Problem details | Extract all the entries below and repeat each line unchanged, leaving out the pictures.

Point labels for objects |
:::
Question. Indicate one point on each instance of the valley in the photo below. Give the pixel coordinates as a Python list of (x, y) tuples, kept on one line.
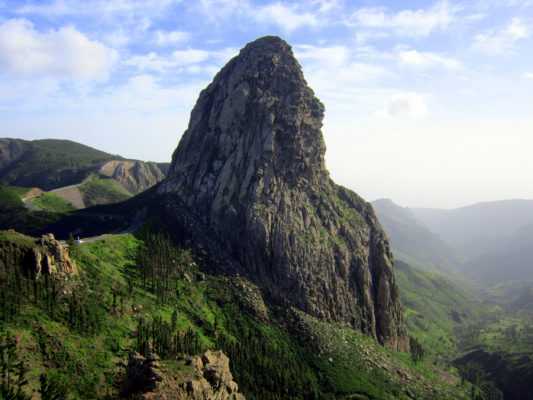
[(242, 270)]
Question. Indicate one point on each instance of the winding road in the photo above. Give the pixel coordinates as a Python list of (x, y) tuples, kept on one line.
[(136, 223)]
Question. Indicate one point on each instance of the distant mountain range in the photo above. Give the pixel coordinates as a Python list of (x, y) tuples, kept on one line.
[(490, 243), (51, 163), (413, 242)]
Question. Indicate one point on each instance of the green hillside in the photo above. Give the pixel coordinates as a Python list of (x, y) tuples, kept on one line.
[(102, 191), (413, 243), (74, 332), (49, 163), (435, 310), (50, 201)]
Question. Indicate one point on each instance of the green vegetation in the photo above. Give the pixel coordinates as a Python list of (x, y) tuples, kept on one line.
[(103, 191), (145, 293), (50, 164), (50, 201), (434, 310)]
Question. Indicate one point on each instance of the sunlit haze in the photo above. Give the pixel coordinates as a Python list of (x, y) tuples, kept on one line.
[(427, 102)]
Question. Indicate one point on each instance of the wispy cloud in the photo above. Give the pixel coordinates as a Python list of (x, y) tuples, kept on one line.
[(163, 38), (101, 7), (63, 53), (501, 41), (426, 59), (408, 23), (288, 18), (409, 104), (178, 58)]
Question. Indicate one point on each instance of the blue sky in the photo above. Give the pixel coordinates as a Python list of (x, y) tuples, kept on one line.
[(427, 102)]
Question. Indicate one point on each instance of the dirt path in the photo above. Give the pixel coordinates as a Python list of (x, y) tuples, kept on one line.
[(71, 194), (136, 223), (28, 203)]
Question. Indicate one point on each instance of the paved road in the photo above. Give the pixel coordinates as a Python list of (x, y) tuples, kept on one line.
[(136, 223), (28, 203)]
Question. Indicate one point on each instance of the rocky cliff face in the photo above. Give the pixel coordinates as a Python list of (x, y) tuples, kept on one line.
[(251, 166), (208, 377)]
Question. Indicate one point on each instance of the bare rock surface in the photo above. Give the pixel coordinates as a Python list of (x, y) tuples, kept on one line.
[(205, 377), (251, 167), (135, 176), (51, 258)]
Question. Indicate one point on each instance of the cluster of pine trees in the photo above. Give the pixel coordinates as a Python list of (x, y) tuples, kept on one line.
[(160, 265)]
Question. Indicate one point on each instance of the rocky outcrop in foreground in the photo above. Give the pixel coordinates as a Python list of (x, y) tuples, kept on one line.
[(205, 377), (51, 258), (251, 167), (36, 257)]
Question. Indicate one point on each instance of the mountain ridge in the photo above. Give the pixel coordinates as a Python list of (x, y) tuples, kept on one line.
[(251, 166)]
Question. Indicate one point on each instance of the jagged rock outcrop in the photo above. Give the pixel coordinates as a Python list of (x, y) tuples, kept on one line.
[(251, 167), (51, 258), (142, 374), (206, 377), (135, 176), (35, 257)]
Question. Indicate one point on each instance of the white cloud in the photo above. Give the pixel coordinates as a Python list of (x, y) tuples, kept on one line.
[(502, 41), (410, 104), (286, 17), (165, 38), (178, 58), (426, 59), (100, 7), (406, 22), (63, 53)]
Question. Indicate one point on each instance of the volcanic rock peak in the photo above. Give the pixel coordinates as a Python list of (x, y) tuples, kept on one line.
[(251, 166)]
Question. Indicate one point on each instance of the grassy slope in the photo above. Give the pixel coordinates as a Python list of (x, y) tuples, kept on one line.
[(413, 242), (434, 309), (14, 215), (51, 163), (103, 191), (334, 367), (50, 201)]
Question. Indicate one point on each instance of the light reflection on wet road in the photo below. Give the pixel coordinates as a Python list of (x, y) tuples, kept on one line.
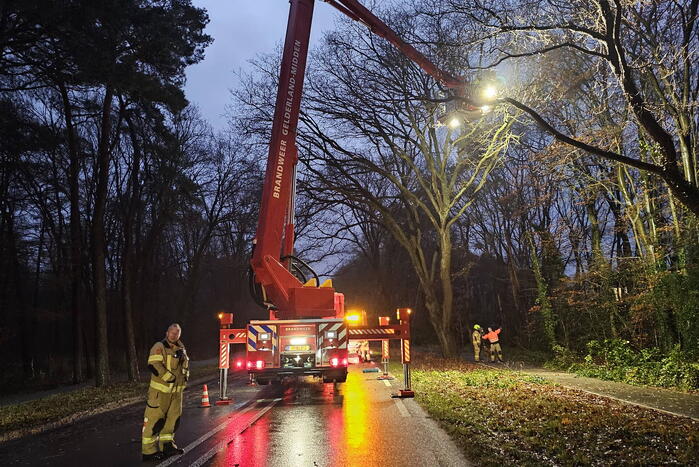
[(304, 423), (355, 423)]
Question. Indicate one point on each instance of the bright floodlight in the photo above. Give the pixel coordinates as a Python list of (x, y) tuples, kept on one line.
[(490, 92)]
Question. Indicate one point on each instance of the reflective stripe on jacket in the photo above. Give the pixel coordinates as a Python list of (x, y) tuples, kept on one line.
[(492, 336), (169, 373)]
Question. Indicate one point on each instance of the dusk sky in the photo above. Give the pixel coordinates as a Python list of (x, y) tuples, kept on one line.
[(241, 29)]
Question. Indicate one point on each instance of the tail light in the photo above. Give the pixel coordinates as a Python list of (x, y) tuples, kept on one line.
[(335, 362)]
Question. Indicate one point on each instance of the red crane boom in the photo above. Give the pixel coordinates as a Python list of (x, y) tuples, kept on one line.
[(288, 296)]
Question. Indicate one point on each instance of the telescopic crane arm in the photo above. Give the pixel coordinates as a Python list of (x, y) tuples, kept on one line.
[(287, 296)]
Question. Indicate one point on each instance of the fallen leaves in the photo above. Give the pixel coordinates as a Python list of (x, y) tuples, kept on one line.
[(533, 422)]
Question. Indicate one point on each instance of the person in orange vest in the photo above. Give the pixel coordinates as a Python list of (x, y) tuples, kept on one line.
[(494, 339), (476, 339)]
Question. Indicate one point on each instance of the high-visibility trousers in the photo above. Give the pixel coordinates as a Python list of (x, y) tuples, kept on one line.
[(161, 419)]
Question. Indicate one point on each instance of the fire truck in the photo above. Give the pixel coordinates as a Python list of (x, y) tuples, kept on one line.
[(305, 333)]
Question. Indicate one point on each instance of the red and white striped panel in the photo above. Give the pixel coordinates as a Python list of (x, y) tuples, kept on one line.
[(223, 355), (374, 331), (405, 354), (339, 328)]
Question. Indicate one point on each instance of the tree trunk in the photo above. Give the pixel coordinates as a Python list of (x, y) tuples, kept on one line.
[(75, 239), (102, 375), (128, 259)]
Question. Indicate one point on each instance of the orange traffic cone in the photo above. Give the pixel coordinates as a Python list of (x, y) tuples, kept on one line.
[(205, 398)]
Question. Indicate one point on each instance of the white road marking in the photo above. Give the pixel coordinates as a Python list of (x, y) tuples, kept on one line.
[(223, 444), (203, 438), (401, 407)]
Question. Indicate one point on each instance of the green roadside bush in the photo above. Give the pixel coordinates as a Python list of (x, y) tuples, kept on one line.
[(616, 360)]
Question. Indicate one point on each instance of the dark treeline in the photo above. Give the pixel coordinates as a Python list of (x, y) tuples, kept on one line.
:::
Result of this task |
Question. Indicate one point on each instance of the valley in the photo below. Give the pixel coordinates as a Python list of (x, y) tuples, kept on one line.
[(242, 270)]
Question. Indicate one point on each instance of the winding road in the photo above. Give the pixel coordinates as a Python list of (x, y) tuples, kept on one line.
[(136, 223)]
Question. Indicate one point on each instance of the distant mountain range in the photo above. Give the pixel coordinates as a Python list of (x, y) tuples, kept on one line.
[(490, 243), (51, 163), (413, 242)]
Question. Indicate one point on each instance of the green hillside in the photo above. Give the pixel coordinates as a Python list of (x, y) tuples, kept on one line.
[(102, 191), (413, 243), (74, 332), (49, 163), (435, 310), (50, 201)]
Question. Indicate one point on each instance of the green vegetation in the photo above. Give the pixel coordinates as a Python list of (x, y) tuples, kept on one line.
[(103, 191), (145, 293), (50, 164), (50, 201), (434, 310)]
Question. Indicate one point on each instance of the sunlit haze in the photo above. Give the pixel coordinates as a Python list of (x, y) tuples, kept on one line.
[(427, 102)]
Question. Indicate one point on each instance of the wispy cloud in the photo above. Give the pixel coordinates as a Python list of (x, y) tuples, kept on one line.
[(163, 38), (101, 7), (63, 53), (501, 41), (426, 59), (408, 23), (288, 18), (409, 104), (178, 58)]
Question. Indicate one point on each instance of the blue sky in the photo above. Give the pixel coordinates as a Python list of (x, y) tuples, kept on one line.
[(427, 102)]
Question. Indicate one point on each instance of the dirt path in the photo above. Give the pixel coordinates as a Python list of (x, y) tuples, kept on one line.
[(71, 194), (136, 223), (28, 203)]
Question. Indicate one point on each instance of the paved road in the photo above. Give the pixel coordinates as a Python list of (x, y) tuples, kept on one line.
[(136, 223), (28, 203)]
Question. Indicate one point on each instance of the rocky cliff face in the photo above. Give the pixel coordinates as a Python list of (x, y) tuples, kept on one line.
[(251, 166), (208, 377)]
Question. Indicate one point on each instance of the bare rock surface in the photo above. Give the pixel coordinates as a Python list of (x, y) tuples, kept on one line.
[(205, 377), (251, 167), (135, 176), (51, 258)]
Question. Indicate one point on each instance of the cluster of pine trees in the photo above. Give the pixel coordinates as a Python list of (x, y) tuples, kept on one line.
[(160, 265)]
Question. Indicate one point on each instance of the rocky outcrop in foreground in the photo above. Give the pixel coordinates as a Python list of (x, y) tuples, kept on one line.
[(205, 377), (51, 258), (251, 167), (36, 257)]
Question. Indicate one point on each instance of the mountain ridge in the photo above. Give the pixel coordinates as a Python list of (x, y) tuples, kept on one line.
[(251, 166)]
Question. Indicate one point on each instance of the jagged rock outcrop in the photo above. Give the pixel coordinates as a Python list of (x, y) tuples, kept on one line.
[(251, 167), (51, 258), (142, 374), (206, 377), (135, 176), (35, 257)]
Question. Indicate one point on each instance of the white cloud in the photo above. Give the pixel coordinates as a Python list of (x, y) tuples, kept on one line.
[(502, 41), (410, 104), (286, 17), (165, 38), (178, 58), (426, 59), (100, 7), (406, 22), (63, 53)]
Question. Indicate one point on each instance of the volcanic rock peak in the photo above. Give the pixel coordinates as a Python list of (x, y) tuples, kept on one line.
[(251, 166)]
Question. Indicate one point on each instance of the grassy slope in the photo above. Give the pixel coordinates as a Python list of (x, y) tuples, kept on one line.
[(413, 242), (434, 309), (14, 215), (51, 163), (103, 191), (334, 367), (50, 201)]
Question. Indicate one point on each instance of the light reflection on wet road in the photo below. Give the pixel coordinates as a Python list of (x, y) tuples, kept on one line.
[(304, 423), (355, 423)]
Question. Indicate one point on each instance of the bright floodlight in the photo above. Give the pixel coordinates as a Python list of (x, y) tuples, kept on one line.
[(490, 92)]
Question. Indicate one point on each instance of the reflective stripe on jacket in the photo above. Give the pixel coordinates as a Python list of (x, y) tuples, kept on one line.
[(492, 336), (169, 373)]
Question. Indicate one point on each instance of the dusk sky in the photo above. Give the pixel coordinates as a Python list of (x, y) tuples, kept on one line.
[(241, 29)]
Question. Indicate one point on each instance of the tail light in the photo above. Give the pixel coordinates as a Python list of (x, y) tuples, kept on one line.
[(335, 362)]
Question. Indicate one point on each instance of the red crane boom in the photo above. Give the pixel coordinates as a Python list of (x, y) tuples, kept on one line.
[(288, 296)]
Question. Indicate one point on each instance of the telescopic crane arm in the photo above. Give the pixel coordinates as a Python list of (x, y) tuples, kept on one line.
[(287, 296)]
Question. Indicate one point on each instance of the fallen leaves in the photo above. Give the pixel coordinates as a Python list of (x, y) tuples, kept on one line.
[(533, 422)]
Question. Indicate one point on each instance of the person in orange vest in the photo above. Give the pixel coordinates as a Python list of (x, y) tuples, kept on one line.
[(494, 339), (476, 339)]
Question. Indicate one point on each instance of the high-visibility trousers in the photo above. Give the pixel coordinates as a Python list of (x, y) tuples, kept on one line.
[(161, 419)]
Question. Indicate one point on each instance of the fire truck in the photo above. Give the pixel coordinates as a Python list of (x, y) tuples, kept on one line.
[(305, 333)]
Question. Indicate one point on each instance of the red and white striped panel in the photo above. Give the pixel coordinates as a Python list of (x, y) tuples, kept on one line.
[(223, 355), (374, 331), (405, 354), (339, 328)]
Question. Indicate one point on each instance of the tree trunk in the photo above. Give the pixel coordinates as a Python list of (x, y) tuples, kept on one line.
[(75, 239), (102, 375), (128, 259)]
Question. Indicate one point on each instance of the orange traffic cone in the photo above. Give the pixel coordinates as a Python list of (x, y) tuples, kept on one line.
[(205, 398)]
Question. Indicate one point on each instance of the white road marking in the photo above. Give the pixel coordinates as a Python list of (x, y) tuples, kept on one line.
[(223, 444), (203, 438), (401, 407)]
Question. Indicate one point on each instance of the green roadside bush in the photo above. Give the pixel coordinates as a Python list of (x, y) tuples, kept on one line.
[(616, 360)]
Question. Indicate one point on each instance of the dark treeline in the photo above. Give the pixel coordinates as a Python list of (x, y) tuples, kept on one line.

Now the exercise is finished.